(Problems and tasks)
1/ Translate this sentence from the passage on deep learning for RNA biology data into Spanish: "Supervised learning provides a straightforward framework for DL, but it is not without limitations."
2/ Carry on the passage on deep learning for RNA biology data from its final sentence.

(Quoted passage)
━━━━━━━━

Characteristics of RNA biology data and related deep learning methods

It is ideal to have a perfectly curated and sufficiently large dataset to train a DL model. However, obtaining such a dataset is not always possible, and adopting this approach is especially challenging in biology due to the relatively high cost of data production. Indeed, there have been multiple efforts to construct comprehensive biology databases, including GEO, SRA, and ENCODE, as reviewed in the previous section. However, such databases often suffer from limited metadata integrity^20,21. Therefore, researchers often have to mitigate this issue when building training datasets for DL models in RB. A critical step in mitigating training dataset imperfection is to select an appropriate method for training DL models. Here, we review popular DL methods and describe their utility in leveraging RB data.

Supervised learning

The term paradigm in machine learning corresponds to the classification of learning methods based on the input data and task³⁷. Supervised learning utilizes labeled data to train a model to accurately predict the labels in the training set, whereas unsupervised learning trains a model to efficiently represent the input data without using labels. The combination of the two methods is termed semi-supervised learning, in which a model is simultaneously trained on large unlabeled datasets and small labeled datasets³⁸. Supervised learning is the dominant choice among these paradigms since it can be directly applied to various downstream prediction tasks. Many predictive applications of DL in RB have also adopted supervised learning, e.g., miRNA target prediction, gene expression prediction, RBP binding prediction, ncRNA biogenesis prediction, and RNA modification prediction.

Supervised learning provides a straightforward framework for DL, but it is not without limitations. Supervised learning usually requires a sufficient amount of reliable labeled data, which is not always available, especially in RB³⁹. Specifically, uncontrolled metadata in public RB databases impede the construction of labeled training datasets. Moreover, supervised learning can easily let DL models pick up biases in data labels, often introduced by experimental artifacts or data analysis pipelines. Even after standard filtering procedures, biological noise in experimentally generated data labels can complicate the training of DL models using supervised learning. Therefore, training a model to learn biological knowledge with supervised learning can occasionally be challenging. In such cases, exploring other DL paradigms can be beneficial.

Self-supervised learning

Labeling data for supervised learning is often expensive and time-consuming, and the amount of labeled data is less than the amount of unlabeled data in most domains. This problem can be overcome by leveraging unsupervised learning. However, unsupervised learning methods are applicable only to limited types of RB tasks, such as cell clustering and substructure detection^40,41. To address this limitation, a self-supervised learning paradigm has evolved. In self-supervised learning, a model is trained on unlabeled data as in unsupervised learning. However, the model is trained with a supervised learning objective by generating labels from unlabeled data itself^42,43. This paradigm has gained momentum in natural language processing applications through the success of large language models^7,43.

To employ self-supervised training in practice, a model is pre-trained on a large unlabeled dataset in a self-supervised manner, learning generalizable knowledge such as language structure. Then, the pre-trained model is fine-tuned to perform a specific downstream task using a smaller labeled dataset in a supervised manner. For example, scBERT was pre-trained on unannotated single-cell transcriptome data to predict the expression of randomly masked-out genes. Then, the model was fine-tuned to annotate and discover cell types⁴⁴. Several other studies have applied a self-supervision framework for RB tasks, including disease modeling⁴⁵, small molecule–miRNA association prediction⁴⁶, and RBP prediction^47,48. The success of these examples demonstrates the feasibility of learning biological context using massive amounts of unlabeled data. Therefore, self-supervised learning offers promising potential for deciphering the complex context of the transcriptome.

━━━━━━━━

(Listed records)
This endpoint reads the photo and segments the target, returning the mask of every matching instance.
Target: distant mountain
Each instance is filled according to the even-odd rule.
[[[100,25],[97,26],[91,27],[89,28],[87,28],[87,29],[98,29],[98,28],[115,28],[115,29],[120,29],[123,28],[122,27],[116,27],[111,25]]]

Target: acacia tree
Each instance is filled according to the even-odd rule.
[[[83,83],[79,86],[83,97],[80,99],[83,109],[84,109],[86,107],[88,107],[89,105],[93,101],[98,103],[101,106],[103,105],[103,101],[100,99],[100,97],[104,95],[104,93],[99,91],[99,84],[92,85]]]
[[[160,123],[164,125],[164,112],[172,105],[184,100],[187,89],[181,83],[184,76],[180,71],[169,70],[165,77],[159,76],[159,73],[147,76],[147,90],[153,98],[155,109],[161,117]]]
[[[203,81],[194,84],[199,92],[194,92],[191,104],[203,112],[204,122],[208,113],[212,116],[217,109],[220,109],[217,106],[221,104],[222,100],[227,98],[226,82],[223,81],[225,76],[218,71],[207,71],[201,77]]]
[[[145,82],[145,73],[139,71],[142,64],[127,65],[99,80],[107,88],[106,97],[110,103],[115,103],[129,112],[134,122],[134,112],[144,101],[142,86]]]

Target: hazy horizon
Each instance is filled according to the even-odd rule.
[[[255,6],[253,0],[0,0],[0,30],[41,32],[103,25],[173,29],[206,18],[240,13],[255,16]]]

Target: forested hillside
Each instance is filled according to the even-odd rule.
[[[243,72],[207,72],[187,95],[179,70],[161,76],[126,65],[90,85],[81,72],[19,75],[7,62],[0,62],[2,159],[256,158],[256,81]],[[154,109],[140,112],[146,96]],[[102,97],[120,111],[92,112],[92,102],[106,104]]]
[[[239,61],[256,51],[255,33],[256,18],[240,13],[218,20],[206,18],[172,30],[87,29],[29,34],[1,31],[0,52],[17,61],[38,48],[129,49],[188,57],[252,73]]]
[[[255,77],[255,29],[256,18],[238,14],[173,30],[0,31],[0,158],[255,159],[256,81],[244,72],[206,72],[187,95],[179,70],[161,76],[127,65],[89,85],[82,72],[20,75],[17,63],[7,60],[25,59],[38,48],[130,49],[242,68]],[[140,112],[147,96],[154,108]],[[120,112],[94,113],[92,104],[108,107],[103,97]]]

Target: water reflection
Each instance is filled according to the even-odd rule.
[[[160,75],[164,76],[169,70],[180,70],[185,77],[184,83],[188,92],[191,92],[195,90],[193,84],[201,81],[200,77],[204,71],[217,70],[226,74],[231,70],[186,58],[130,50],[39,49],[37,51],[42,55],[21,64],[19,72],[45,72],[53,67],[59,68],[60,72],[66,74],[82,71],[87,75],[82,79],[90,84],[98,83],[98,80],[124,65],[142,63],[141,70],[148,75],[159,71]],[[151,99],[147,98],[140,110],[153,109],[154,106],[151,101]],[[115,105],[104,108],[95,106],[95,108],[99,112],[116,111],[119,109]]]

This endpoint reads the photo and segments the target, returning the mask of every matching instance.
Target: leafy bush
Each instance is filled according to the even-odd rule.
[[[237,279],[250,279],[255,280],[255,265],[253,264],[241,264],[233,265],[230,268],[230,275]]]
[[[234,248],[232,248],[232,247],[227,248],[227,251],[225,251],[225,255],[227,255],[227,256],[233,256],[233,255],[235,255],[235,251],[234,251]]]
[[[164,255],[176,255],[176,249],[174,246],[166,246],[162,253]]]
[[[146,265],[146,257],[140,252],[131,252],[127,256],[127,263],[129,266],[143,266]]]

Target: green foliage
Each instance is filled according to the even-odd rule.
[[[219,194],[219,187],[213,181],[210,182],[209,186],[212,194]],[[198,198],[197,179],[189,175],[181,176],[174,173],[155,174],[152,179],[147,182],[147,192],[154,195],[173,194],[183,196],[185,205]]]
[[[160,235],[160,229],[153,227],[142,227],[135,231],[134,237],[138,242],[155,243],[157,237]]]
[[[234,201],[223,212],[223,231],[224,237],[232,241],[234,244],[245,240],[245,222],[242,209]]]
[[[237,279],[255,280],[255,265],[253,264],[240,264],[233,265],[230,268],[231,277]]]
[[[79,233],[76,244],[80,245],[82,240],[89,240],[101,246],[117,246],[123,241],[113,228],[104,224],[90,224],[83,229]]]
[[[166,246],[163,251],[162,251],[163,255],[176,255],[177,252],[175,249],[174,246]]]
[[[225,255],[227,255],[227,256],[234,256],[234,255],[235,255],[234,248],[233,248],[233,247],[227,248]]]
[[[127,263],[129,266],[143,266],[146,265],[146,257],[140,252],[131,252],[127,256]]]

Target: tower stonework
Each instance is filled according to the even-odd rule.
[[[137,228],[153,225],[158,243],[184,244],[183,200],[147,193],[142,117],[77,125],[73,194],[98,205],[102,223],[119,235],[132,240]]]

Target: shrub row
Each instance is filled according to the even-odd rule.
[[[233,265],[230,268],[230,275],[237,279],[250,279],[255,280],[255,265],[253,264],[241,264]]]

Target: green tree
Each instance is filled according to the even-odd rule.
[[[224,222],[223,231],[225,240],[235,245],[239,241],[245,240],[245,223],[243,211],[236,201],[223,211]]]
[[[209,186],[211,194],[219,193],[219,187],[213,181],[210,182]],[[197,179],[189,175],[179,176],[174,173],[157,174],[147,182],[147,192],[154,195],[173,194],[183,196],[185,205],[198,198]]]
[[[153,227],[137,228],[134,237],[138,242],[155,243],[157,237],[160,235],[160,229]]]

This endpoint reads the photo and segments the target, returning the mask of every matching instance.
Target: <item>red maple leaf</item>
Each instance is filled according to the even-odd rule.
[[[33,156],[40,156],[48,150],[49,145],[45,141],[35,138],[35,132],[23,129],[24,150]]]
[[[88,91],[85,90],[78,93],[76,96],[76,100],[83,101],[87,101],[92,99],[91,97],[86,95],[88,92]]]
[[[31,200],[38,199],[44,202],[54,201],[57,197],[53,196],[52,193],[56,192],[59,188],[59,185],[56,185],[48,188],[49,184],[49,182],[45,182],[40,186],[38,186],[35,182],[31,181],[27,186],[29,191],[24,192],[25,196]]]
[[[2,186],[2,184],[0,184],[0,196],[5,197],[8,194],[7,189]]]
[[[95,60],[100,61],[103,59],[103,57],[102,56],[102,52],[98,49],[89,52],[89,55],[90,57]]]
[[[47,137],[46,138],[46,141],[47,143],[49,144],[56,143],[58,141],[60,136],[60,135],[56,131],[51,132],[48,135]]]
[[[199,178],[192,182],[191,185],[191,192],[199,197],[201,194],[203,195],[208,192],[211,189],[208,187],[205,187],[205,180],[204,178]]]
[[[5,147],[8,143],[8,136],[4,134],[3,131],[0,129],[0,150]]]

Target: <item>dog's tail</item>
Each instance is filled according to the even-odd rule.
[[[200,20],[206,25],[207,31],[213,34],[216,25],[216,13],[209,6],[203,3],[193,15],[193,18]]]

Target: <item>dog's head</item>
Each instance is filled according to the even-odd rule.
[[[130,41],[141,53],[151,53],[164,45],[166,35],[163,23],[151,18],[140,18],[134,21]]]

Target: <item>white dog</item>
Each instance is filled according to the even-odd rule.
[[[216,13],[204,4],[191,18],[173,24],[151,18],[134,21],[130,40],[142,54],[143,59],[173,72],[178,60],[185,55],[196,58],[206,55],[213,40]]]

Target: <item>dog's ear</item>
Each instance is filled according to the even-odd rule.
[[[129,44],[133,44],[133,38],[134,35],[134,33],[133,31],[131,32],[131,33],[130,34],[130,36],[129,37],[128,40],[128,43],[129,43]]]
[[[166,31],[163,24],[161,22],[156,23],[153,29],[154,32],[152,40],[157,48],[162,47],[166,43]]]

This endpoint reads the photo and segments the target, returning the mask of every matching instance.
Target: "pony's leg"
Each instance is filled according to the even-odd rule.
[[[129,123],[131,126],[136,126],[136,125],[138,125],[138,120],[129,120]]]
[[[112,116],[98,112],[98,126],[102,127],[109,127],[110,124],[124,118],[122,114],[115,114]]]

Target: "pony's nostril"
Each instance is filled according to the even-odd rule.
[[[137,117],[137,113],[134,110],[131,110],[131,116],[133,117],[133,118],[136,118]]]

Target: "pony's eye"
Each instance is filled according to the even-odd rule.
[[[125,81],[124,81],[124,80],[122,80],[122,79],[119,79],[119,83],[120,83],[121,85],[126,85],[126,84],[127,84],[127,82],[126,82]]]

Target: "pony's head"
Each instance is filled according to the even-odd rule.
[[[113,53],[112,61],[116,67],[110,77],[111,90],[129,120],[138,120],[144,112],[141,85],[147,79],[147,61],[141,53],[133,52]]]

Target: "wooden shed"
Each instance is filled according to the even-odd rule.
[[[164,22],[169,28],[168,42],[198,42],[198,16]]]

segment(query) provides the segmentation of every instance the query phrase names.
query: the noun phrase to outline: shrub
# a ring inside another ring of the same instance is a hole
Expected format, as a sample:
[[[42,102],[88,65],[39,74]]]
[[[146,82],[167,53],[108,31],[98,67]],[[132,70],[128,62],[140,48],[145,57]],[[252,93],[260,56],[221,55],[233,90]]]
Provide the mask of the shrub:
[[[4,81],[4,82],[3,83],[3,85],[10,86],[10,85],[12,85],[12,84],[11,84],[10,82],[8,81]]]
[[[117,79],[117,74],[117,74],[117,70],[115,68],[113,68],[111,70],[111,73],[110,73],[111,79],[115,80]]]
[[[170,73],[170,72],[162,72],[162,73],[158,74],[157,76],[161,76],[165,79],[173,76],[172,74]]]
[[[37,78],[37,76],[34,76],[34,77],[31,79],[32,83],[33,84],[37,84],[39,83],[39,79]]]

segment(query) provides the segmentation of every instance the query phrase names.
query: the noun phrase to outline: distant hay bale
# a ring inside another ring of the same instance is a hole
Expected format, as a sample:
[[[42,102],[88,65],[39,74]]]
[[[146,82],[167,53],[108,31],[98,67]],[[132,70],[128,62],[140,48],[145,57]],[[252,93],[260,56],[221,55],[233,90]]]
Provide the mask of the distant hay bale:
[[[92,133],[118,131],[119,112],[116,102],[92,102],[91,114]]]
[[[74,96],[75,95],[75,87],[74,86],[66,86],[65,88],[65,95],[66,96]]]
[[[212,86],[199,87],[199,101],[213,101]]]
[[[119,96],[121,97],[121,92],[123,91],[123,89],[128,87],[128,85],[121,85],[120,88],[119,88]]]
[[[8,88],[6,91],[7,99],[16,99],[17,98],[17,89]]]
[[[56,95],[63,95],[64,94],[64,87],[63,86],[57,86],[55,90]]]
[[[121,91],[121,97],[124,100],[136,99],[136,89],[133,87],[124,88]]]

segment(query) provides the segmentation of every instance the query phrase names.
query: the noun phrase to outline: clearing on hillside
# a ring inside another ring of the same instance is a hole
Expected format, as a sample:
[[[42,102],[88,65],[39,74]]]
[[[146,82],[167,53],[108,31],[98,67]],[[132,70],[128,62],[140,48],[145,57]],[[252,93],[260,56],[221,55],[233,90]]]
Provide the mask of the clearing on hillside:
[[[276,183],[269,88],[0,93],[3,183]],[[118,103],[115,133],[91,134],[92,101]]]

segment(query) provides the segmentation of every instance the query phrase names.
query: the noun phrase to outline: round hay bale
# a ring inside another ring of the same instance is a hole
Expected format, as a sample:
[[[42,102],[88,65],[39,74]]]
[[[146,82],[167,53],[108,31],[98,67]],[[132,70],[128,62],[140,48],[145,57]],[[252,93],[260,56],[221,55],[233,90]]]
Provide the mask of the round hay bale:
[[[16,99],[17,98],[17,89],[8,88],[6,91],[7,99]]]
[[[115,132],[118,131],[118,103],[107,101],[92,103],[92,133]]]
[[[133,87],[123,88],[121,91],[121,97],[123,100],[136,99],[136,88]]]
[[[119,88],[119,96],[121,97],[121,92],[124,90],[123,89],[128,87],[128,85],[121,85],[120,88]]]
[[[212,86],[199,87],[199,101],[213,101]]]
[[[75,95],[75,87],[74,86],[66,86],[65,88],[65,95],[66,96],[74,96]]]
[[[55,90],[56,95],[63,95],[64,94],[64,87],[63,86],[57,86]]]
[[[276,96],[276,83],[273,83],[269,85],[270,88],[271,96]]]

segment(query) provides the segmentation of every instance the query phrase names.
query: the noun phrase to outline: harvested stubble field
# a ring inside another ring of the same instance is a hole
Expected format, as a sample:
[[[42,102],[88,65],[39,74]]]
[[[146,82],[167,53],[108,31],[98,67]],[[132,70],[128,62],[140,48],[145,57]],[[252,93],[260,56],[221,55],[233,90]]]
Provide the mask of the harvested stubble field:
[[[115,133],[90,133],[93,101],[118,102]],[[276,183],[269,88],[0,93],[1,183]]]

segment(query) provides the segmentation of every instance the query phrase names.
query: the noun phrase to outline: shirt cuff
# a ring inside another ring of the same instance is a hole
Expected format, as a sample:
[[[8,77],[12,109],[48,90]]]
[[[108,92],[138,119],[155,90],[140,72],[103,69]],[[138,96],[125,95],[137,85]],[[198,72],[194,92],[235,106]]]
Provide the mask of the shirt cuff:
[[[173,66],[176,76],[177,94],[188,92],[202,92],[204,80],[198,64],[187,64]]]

━━━━━━━━

(Task-by-task results)
1/ El aprendizaje supervisado ofrece un marco sencillo para el DL, pero no está exento de limitaciones.

2/
Domain adaptation

Training DL models for RB is often obstructed by the scarcity of training data. This issue is not unique to RB⁴⁹. Multiple DL methods have been proposed for resolving this issue. In some cases, the scarcity of training data in the desired domain can be overcome by leveraging data from other domains. Domain adaptation is a DL technique for such cases in which a model is trained to capture domain-invariant knowledge without using the target domain label^50,51. In biology, the domain concept may correspond to different biological levels, organisms, cell lines, or batches of experiments. For example, scDEAL was initially trained with bulk-level cancer drug response prediction tasks using bulk RNA-seq data. Then, domain adaptation was employed to transfer the learned knowledge for single-cell-level drug response prediction tasks using scRNA-seq data⁵². Several other DL studies in RB have used domain adaptation methods to mitigate the scarcity of training data in the target domain, including isoform function prediction⁵³, transcription factor (TF) binding site prediction⁵⁴, and single-cell RNA-seq (scRNA-seq) data classification⁵⁵. Therefore, domain adaptation can be useful in RB when generating training data is too costly, but related data in another domain are available.

Meta-learning

Meta-learning, or ‘learning-to-learn’, is a collection of methods that allow a model to improve its ability to learn new tasks. In meta-learning, the model is trained on multiple tasks by iterating over each task to learn the knowledge that is generalizable to all the trained tasks as well as new tasks that it can encounter in the future. Meta-learning techniques are instrumental in few-shot tasks, where a model has to make predictions about classes that have only a few examples in the training set^56,57. There have been efforts to employ meta-learning for RB since limited training data are a common issue. For example, MARS was trained on annotated and unannotated single-cell transcriptomes from multiple tissues. A meta-learning framework was employed to train a model that can annotate single-cell transcriptomes of novel tissues containing cell types that were not encountered during training⁵⁸. Other successful examples of these methods include cancer survival prediction via gene expression⁵⁹, ncRNA-encoded peptide (ncPEP) disease association prediction⁶⁰, and lncRNA localization prediction⁶¹.

Data augmentation

Data augmentation is a popular technique used in data-limited settings, in which diverse transformations are applied to input data to generate additional synthetic examples⁶². Ideally, the transformations should not affect the task outcome. The simplest forms of augmentation include cropping, rotation, flipping, resizing, recoloring, and blurring. However, such transformations are not always directly applicable to RB data. Instead, reverse complementing the nucleic acid sequence, shifting the sequence, or adding single-nucleotide insertions can be employed for RB data augmentation. Data augmentation has been used in various deep models for RB tasks, including coding potential prediction⁶³ and gene expression prediction⁵⁴.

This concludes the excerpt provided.